Starting at the entry on the line containing "TARGET: balloon cluster" and ending at the last entry, arrange those entries as a two-column CSV headed text and answer. Give one row per entry with its text and its answer, putting each in a single quoted field and turning line breaks into spaces.

[Data shown start]

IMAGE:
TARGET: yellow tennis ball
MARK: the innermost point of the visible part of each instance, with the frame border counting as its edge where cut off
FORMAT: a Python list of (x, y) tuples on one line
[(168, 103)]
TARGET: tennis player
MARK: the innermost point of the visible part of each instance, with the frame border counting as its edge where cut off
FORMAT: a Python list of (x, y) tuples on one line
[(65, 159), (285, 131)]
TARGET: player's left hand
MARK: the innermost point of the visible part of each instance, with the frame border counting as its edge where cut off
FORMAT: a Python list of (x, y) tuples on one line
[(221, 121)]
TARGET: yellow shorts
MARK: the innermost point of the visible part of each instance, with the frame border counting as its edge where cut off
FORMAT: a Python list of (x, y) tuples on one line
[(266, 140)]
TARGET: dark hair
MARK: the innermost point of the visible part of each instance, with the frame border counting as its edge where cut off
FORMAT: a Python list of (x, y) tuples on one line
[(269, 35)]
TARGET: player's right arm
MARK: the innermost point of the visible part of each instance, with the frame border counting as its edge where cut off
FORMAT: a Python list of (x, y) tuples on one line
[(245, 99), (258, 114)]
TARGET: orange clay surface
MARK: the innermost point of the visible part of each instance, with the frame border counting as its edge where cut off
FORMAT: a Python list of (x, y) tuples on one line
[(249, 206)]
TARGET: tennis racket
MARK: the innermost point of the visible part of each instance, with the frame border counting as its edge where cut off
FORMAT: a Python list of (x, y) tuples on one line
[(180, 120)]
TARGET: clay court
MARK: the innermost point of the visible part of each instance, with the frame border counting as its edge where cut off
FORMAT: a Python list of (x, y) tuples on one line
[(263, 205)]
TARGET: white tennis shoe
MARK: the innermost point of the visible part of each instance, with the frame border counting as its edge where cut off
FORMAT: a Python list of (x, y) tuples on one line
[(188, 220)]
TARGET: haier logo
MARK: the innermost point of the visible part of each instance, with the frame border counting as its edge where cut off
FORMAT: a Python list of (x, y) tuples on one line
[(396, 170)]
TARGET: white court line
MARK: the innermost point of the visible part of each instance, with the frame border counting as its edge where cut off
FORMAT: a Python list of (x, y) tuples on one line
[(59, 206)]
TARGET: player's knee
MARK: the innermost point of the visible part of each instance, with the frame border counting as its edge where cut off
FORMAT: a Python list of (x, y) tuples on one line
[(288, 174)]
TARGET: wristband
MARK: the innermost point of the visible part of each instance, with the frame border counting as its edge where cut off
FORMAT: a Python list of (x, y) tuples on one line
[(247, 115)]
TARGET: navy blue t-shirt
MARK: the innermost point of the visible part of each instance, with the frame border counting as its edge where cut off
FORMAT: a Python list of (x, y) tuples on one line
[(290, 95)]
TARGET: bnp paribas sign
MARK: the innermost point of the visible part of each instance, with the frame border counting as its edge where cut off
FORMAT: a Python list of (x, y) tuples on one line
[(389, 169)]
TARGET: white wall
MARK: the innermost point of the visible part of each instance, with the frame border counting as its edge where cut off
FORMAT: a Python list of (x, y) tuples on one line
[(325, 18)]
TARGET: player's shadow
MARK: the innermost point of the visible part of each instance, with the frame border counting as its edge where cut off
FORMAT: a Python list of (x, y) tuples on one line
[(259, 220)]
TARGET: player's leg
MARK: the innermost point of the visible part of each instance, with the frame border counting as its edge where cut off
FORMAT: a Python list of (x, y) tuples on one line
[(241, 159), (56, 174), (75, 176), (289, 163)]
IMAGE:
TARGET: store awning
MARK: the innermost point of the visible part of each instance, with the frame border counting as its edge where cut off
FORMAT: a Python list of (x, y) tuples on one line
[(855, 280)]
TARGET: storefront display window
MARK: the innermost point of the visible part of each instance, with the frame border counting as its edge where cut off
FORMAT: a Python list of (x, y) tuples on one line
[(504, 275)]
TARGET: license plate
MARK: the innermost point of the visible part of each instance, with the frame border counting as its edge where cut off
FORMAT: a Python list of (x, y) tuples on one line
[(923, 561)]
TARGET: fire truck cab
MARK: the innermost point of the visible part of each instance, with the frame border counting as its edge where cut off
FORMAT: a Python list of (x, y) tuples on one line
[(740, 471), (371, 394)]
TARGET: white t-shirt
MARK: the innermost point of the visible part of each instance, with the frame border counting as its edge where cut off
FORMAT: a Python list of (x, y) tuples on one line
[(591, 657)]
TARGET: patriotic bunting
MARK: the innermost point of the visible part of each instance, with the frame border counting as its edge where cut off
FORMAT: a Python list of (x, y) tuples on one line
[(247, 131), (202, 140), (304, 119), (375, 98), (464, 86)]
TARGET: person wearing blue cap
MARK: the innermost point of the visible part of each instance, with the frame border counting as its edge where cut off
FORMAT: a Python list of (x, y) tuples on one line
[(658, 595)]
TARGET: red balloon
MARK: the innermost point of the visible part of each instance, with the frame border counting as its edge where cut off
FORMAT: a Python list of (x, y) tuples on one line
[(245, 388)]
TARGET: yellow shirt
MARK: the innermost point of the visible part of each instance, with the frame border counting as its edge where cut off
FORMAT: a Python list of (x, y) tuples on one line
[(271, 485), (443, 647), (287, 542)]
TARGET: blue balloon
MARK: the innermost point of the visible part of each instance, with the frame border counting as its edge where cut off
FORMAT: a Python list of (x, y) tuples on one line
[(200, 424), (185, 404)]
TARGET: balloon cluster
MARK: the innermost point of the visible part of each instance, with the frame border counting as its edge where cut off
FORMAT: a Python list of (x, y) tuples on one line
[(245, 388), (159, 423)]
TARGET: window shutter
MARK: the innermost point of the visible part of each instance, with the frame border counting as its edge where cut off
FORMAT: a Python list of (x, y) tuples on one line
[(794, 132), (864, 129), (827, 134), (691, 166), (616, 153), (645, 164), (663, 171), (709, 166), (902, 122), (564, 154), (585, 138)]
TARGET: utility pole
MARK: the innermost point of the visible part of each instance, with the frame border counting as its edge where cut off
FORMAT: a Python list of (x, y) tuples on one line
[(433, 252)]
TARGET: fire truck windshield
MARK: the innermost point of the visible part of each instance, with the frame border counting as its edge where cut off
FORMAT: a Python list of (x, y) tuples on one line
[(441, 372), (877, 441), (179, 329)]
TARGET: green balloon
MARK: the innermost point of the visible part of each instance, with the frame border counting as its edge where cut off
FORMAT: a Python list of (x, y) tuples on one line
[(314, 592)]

[Data shown end]

*Complete answer*:
text,answer
"TARGET: balloon cluster MARK: the innermost point of the visible part of each instance, with the frame border counting as its edge where cut off FORMAT: a Python list of (x, y) tuples on one line","[(245, 388), (159, 423)]"
"TARGET: window shutter MARK: the innermost point of the visible part of each instance, with the frame border counting as its edge where cut off FORMAT: a Python list of (x, y) tuples on one line","[(794, 132), (864, 129), (827, 134), (691, 166), (616, 153), (645, 164), (663, 171), (709, 166), (902, 122), (564, 154), (585, 138)]"
"TARGET: utility pole MARK: the innermost point of the visible part of each instance, with the frame border counting as its edge where cut off FORMAT: a Python list of (x, y) tuples on one line","[(433, 252)]"
"TARGET: fire truck windshield MARK: the innermost point of the visible part of each instance, with the frame border counting as its edge where cut off FORMAT: a Python list of (x, y) tuples on one line","[(441, 372), (877, 441), (179, 329)]"
"TARGET: green balloon MARK: the innermost point of the visible part of each instance, with the frame border counting as its edge where cut off FORMAT: a Python list of (x, y) tuples on one line","[(314, 592)]"